__TEXTE SOURCE__
====
L’analyse proposée aidera peut-être à mieux comprendre la nature du (ou des) nationalismes kurdes à l’œuvre aujourd’hui, les limites qu’il (ou qu’ils) s’impose en ignorant les exigences du combat anti-impérialiste dans la région, des réformes sociales radicales qui doivent accompagner cette lutte, comme les exigences de la construction de l’unité de tous les peuples concernés (Kurdes, Arabes, Iraniens) contre leur ennemi commun : les Etats Unis et ses alliés locaux (islamistes ou autres).
Le chaos politique qui domine la scène dans le Moyen Orient s’exprime entre autre par l’émergence violente de la question kurde. Comment peut-on analyser, dans ces conditions nouvelles, la portée de la revendication des Kurdes (autonomie ? indépendance ? unité ?) ? Et peut-on déduire de l’analyse que cette revendication doit être soutenue par toutes les forces démocratiques et progressistes, dans la région et dans le monde ?
Une grande confusion domine les débats sur le sujet. La raison en est, à mon avis, le ralliement de la plupart des acteurs et des observateurs contemporains à une vision non historique de cette question comme des autres. Le droit des peuples à l’autodétermination a été érigé en un droit absolu, dont on voudrait qu’il soit tenu pour valable pour tous et pour tous les temps présent et futur, voire même passé. Ce droit est considéré comme l’un des droits collectifs parmi les plus fondamentaux, auquel on donne souvent davantage d’importance qu’à d’autres droits collectifs de portée sociale (droit au travail, à l’éducation, à la santé, à la participation politique, etc.). Par ailleurs les sujets de ce droit absolu ne sont pas définis d’une manière précise ; le sujet de ce droit peut être alors une « communauté » quelconque, majoritaire ou minoritaire dans le cadre des frontières d’un Etat ou d’une de ses provinces ; cette communauté se définissant elle-même comme « particulière » par la langue ou la religion par exemple et se prétendant, à tort ou à raison, victime de discrimination voire d’oppression. Les analyses et les prises de position qui sont les miennes s’inscrivent en contrepoint de cette vision transhistorique des problèmes de société et des « droits » au travers desquels s’expriment les revendications des mouvements sociaux du passé et du présent. En particulier j’attribue une importance capitale à la coupure qui sépare l’épanouissement du monde moderne capitaliste des mondes antérieurs.
====
__CONSIGNE A__
Relevez chaque ligne des enregistrements où figure la chaîne « Target ».
Le texte et les enregistrements constituent deux matériaux indépendants l'un de l'autre.

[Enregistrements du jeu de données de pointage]
====
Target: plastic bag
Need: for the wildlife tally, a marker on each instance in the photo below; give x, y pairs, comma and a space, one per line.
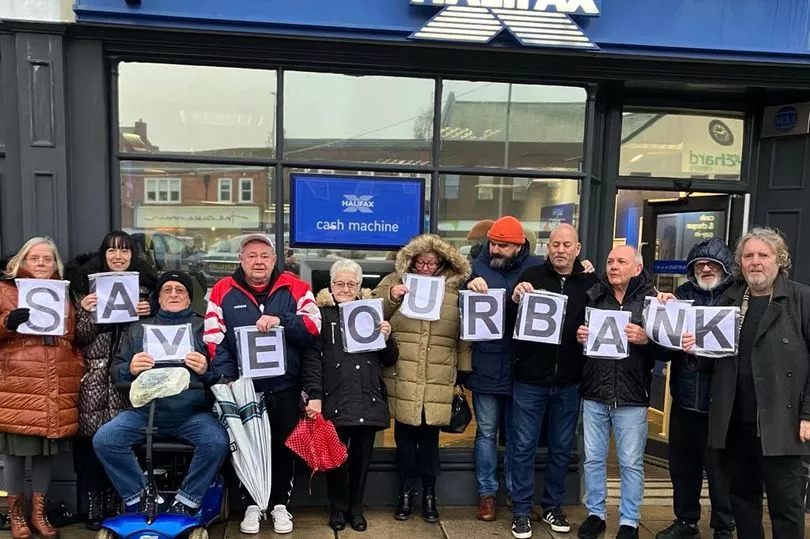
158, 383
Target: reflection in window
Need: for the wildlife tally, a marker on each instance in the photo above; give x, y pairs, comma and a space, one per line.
====
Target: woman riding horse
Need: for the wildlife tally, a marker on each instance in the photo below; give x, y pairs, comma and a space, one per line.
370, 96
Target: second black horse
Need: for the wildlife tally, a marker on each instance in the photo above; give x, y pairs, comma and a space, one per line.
====
__CONSIGNE B__
Prolongez le texte sur la question kurde au-delà de sa dernière phrase.

__RÉPONSE ATTENDUE A__
Target: plastic bag
Target: reflection in window
Target: woman riding horse
Target: second black horse

__RÉPONSE ATTENDUE B__
L’organisation politique de ces mondes antérieurs a revêtu des formes diverses à l’extrême, allant de la construction de pouvoirs exercés sur des espaces vastes, qualifiés de ce fait « d’Empires » à celle de plus modestes monarchies plus ou moins centralisées, sans exclure l’émiettement extrême de pouvoirs ne dépassant guère l’horizon du village dans certaines circonstances. L’examen de cet ensemble disparate de formes politiques antérieures à la modernité capitaliste n’est évidemment pas l’objet de cet article. Je ne ferai référence ici qu’à quelques-unes des constructions impériales propres à la région concernée : les Empires romain et byzantin, les califats arabo-persans, l’Empire ottoman.
La qualification commune de ces constructions – les Empires – est plus trompeuse qu’utile, bien que celles-ci partagent toutes deux caractères : (i) elles rassemblent nécessairement, par leur étendue géographique, des peuples et des communautés différentes par leur langue, religion et modes de production et de vie sociale ; (ii) les logiques qui commandent la reproduction de la vie sociale et économique ne sont pas celles du capitalisme, mais relèvent de ce que j’ai qualifié de famille des modes de production tributaires (« féodal » dans le langage le plus fréquent). Pour cette raison je considère absurde l’assimilation de tous ces Empires anciens (ceux considérés ici pour la région et d’autres, comme la Chine) d’une part et d’autre part des Empires construits par les grandes puissances capitalistes, qu’ils aient été des Empires coloniaux comme ceux de la Grande Bretagne et de la France modernes ou des Empires sans colonies formelles comme l’Empire des Etats Unis, à une forme unique dite Empire. La thèse bien connue de Kennedy sur la « chute des Empires » relève de ces philosophes spéculatives transhistoriques.
Je retourne à celui de ces Empires qui intéresse directement notre sujet : l’Empire ottoman construit au moment où l’Europe amorce sa rupture avec son passé et son entrée dans la modernité capitaliste. L’Empire ottoman était, lui, anté-capitaliste. Sa qualification d’Empire turc est elle-même inexacte et trompeuse. Sans doute les guerres de conquêtes des tribus semi nomades turcomanes venues d’Asie centrale ont-elles été déterminantes dans la destruction double de l’Empire byzantin et du Califat de Bagdad, comme du peuplement majeur de l’Anatolie et de la Thrace orientale. Mais le pouvoir du Sultan de l’Empire s’étendait bien au-delà sur les territoires des Arméniens, des Kurdes, des Arabes, des Grecs et des Slaves des Balkans. Qualifier cet Empire de multinational procède d’une projection erronée sur le passé d’une réalité ultérieure, les nationalistes (anti-ottomans) des Balkaniques et des Arabes étant dans leur forme moderne les produits de la pénétration du capitalisme dans l’Empire.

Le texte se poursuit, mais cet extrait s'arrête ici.